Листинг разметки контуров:
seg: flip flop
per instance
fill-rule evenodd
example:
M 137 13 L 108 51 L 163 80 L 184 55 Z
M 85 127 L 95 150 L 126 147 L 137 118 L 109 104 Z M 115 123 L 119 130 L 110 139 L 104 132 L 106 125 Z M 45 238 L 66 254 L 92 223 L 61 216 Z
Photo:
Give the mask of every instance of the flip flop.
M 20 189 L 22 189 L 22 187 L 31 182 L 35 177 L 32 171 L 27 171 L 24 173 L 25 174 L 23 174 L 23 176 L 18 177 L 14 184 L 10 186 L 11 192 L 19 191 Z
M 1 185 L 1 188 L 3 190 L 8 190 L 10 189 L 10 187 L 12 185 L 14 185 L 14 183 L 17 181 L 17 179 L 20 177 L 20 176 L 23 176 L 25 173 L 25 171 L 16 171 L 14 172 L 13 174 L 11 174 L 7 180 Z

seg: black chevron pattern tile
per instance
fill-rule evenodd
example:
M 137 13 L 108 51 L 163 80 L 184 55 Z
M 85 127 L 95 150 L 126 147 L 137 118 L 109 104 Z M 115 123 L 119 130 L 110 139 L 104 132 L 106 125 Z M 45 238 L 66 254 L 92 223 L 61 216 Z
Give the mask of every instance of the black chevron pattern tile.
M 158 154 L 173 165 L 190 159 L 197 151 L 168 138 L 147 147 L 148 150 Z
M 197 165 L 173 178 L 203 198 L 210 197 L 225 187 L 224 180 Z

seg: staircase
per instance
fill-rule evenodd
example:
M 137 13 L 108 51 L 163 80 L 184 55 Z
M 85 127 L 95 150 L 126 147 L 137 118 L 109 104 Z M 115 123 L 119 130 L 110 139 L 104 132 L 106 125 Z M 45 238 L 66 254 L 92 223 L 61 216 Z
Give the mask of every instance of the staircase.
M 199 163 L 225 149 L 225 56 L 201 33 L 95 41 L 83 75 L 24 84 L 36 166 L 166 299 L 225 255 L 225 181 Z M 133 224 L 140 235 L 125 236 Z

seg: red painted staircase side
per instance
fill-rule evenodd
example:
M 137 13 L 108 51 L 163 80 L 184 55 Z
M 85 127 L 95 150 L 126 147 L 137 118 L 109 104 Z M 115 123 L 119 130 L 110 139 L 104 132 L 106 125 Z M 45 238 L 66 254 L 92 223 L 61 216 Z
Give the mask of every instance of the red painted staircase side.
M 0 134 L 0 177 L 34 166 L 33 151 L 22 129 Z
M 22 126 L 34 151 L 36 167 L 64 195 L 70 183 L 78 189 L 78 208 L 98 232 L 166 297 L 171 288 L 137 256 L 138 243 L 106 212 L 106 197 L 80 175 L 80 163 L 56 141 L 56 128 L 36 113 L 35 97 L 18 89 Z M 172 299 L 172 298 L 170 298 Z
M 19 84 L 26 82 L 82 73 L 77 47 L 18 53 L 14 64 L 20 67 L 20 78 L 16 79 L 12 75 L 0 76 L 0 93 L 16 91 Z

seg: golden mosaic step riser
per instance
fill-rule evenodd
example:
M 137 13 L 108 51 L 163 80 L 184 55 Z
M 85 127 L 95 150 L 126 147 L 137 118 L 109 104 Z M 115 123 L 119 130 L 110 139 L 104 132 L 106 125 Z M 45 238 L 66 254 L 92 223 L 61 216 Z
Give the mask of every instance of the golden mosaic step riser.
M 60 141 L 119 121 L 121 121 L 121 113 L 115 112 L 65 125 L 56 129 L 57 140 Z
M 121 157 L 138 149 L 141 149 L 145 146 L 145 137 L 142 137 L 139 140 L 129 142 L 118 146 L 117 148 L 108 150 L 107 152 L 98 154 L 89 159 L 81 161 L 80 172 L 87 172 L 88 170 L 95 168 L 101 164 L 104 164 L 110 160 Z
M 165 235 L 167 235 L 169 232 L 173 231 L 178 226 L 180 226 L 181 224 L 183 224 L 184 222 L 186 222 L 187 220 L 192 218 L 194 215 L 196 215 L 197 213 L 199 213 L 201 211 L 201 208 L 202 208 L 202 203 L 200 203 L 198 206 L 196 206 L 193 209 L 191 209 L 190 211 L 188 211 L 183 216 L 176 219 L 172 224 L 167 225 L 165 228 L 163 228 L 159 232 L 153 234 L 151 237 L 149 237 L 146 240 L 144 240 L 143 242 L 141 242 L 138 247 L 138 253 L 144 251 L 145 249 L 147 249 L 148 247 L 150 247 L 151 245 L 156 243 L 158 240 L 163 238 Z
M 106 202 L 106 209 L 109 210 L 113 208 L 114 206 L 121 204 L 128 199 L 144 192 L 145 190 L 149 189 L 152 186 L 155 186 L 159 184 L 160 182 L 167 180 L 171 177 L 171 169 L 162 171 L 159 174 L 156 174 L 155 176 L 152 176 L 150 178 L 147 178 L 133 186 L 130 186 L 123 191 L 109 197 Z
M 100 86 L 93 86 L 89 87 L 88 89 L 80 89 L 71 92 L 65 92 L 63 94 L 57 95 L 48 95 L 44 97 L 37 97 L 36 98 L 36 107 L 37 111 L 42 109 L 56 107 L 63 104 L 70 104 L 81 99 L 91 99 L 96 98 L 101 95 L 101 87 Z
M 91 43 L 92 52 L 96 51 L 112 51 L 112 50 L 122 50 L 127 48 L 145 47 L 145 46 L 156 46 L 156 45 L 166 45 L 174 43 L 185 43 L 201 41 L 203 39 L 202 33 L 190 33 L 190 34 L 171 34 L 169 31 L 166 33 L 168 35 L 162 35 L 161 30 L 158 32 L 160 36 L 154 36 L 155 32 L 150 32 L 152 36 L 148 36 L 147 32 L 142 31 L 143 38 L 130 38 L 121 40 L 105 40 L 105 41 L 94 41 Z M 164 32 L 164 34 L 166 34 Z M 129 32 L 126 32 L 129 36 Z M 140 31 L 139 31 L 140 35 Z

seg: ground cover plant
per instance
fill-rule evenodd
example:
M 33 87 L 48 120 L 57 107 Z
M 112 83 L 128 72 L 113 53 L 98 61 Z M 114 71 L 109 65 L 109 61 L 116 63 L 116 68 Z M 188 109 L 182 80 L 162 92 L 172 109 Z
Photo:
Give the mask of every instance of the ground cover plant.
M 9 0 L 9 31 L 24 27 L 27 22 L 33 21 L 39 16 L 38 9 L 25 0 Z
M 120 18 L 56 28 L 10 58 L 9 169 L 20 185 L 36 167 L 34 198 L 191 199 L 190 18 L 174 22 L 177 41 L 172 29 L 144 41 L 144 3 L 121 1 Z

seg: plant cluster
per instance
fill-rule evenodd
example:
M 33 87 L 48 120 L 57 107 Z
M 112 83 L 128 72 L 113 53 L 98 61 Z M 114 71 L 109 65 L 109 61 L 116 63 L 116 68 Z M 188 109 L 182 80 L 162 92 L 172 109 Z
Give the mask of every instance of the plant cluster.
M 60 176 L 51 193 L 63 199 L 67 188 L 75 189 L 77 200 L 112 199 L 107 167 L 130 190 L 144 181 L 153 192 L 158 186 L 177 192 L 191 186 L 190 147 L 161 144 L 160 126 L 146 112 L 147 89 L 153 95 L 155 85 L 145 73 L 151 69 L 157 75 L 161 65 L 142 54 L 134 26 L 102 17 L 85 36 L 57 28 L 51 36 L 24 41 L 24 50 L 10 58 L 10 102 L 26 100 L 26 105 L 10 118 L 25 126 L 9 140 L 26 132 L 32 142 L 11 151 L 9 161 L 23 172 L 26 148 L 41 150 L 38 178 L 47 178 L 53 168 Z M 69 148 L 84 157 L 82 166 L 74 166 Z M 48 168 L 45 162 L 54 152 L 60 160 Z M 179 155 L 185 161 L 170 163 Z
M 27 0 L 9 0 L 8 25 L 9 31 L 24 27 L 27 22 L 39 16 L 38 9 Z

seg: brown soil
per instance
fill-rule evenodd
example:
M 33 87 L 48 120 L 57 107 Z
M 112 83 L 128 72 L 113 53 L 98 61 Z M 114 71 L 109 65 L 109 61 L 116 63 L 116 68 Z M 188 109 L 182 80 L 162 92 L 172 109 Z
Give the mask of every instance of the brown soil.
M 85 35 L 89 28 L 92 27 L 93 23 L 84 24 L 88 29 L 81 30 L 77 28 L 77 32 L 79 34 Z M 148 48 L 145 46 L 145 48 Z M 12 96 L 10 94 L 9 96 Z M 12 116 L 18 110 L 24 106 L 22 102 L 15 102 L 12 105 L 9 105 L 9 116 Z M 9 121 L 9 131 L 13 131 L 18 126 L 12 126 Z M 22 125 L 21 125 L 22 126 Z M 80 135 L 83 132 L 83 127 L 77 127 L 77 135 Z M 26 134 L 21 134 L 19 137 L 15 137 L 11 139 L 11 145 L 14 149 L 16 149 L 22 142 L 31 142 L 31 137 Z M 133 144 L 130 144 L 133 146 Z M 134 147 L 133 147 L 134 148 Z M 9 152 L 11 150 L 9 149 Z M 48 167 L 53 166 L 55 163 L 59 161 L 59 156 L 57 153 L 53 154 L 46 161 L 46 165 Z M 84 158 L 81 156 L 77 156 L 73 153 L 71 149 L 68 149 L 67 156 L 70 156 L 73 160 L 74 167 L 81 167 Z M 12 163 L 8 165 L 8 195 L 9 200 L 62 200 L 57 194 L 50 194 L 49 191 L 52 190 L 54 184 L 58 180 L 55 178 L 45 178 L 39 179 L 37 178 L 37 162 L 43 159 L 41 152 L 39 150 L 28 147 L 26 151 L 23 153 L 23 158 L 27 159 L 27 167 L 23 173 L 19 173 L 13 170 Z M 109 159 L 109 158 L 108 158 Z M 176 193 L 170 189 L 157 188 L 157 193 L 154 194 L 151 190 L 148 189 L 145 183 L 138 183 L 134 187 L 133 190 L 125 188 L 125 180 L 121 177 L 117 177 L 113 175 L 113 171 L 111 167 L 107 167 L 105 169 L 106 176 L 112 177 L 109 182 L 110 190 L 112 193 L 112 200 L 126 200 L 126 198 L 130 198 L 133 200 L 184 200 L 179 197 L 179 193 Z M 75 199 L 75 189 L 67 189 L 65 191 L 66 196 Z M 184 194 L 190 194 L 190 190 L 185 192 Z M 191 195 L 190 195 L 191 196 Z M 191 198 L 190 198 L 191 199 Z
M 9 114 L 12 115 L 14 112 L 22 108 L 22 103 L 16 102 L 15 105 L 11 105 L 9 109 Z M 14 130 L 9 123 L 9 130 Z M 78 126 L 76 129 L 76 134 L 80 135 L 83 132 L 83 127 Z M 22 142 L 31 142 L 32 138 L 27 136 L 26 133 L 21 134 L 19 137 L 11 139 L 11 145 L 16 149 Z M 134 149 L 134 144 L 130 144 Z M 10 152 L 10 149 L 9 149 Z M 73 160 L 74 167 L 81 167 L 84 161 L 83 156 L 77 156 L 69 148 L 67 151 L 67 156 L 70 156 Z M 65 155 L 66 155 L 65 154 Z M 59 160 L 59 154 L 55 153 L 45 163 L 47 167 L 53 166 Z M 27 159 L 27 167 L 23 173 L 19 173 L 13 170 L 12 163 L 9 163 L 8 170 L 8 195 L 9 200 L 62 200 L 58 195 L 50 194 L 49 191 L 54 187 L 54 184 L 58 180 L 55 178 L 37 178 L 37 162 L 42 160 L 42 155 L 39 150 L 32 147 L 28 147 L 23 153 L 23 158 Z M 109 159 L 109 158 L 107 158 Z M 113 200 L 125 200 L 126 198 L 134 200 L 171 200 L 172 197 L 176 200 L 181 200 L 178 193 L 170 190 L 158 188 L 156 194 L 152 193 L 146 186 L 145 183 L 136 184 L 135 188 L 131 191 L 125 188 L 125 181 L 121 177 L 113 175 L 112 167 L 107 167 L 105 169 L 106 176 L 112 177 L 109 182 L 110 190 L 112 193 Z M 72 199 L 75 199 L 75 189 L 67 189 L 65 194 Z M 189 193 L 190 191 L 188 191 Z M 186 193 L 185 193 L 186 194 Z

ВАША ЗАДАЧА ▸ Пожалуйста, представьте в виде таблицы Markdown строки листинга между строками, содержащими «seg: ground cover plant» и «M 27 0 L 9 0», включительно, без пустых строк. Назовите столбцы «№» (порядковый номер) и «Строка».

РЕШЁННАЯ ЗАДАЧА ▸
| № | Строка |
|---|---|
| 1 | seg: ground cover plant |
| 2 | per instance |
| 3 | fill-rule evenodd |
| 4 | example: |
| 5 | M 33 87 L 48 120 L 57 107 Z |
| 6 | M 112 83 L 128 72 L 113 53 L 98 61 Z M 114 71 L 109 65 L 109 61 L 116 63 L 116 68 Z M 188 109 L 182 80 L 162 92 L 172 109 Z |
| 7 | Photo: |
| 8 | Give the mask of every instance of the ground cover plant. |
| 9 | M 9 0 L 9 31 L 24 27 L 27 22 L 33 21 L 39 16 L 38 9 L 25 0 Z |
| 10 | M 120 18 L 56 28 L 10 58 L 9 169 L 20 185 L 36 167 L 34 198 L 191 199 L 190 18 L 174 22 L 177 41 L 172 29 L 144 41 L 144 3 L 121 1 Z |
| 11 | seg: plant cluster |
| 12 | per instance |
| 13 | fill-rule evenodd |
| 14 | example: |
| 15 | M 33 87 L 48 120 L 57 107 Z |
| 16 | M 112 83 L 128 72 L 113 53 L 98 61 Z M 114 71 L 109 65 L 109 61 L 116 63 L 116 68 Z M 188 109 L 182 80 L 162 92 L 172 109 Z |
| 17 | Give the mask of every instance of the plant cluster. |
| 18 | M 60 176 L 51 193 L 63 199 L 67 188 L 75 189 L 77 200 L 112 199 L 107 167 L 130 190 L 144 181 L 153 192 L 158 186 L 177 192 L 191 186 L 190 147 L 161 144 L 160 126 L 146 112 L 147 89 L 153 95 L 155 85 L 145 73 L 151 69 L 157 75 L 161 65 L 142 54 L 134 26 L 102 17 L 85 36 L 57 28 L 51 36 L 24 41 L 24 50 L 10 58 L 10 102 L 26 100 L 26 105 L 10 118 L 25 126 L 9 140 L 26 132 L 32 142 L 11 151 L 9 161 L 23 172 L 26 148 L 41 150 L 38 178 L 47 178 L 53 168 Z M 69 148 L 84 157 L 82 166 L 74 166 Z M 48 168 L 45 162 L 54 152 L 60 160 Z M 179 155 L 185 161 L 170 163 Z |
| 19 | M 27 0 L 9 0 L 8 25 L 9 31 L 24 27 L 27 22 L 39 16 L 38 9 Z |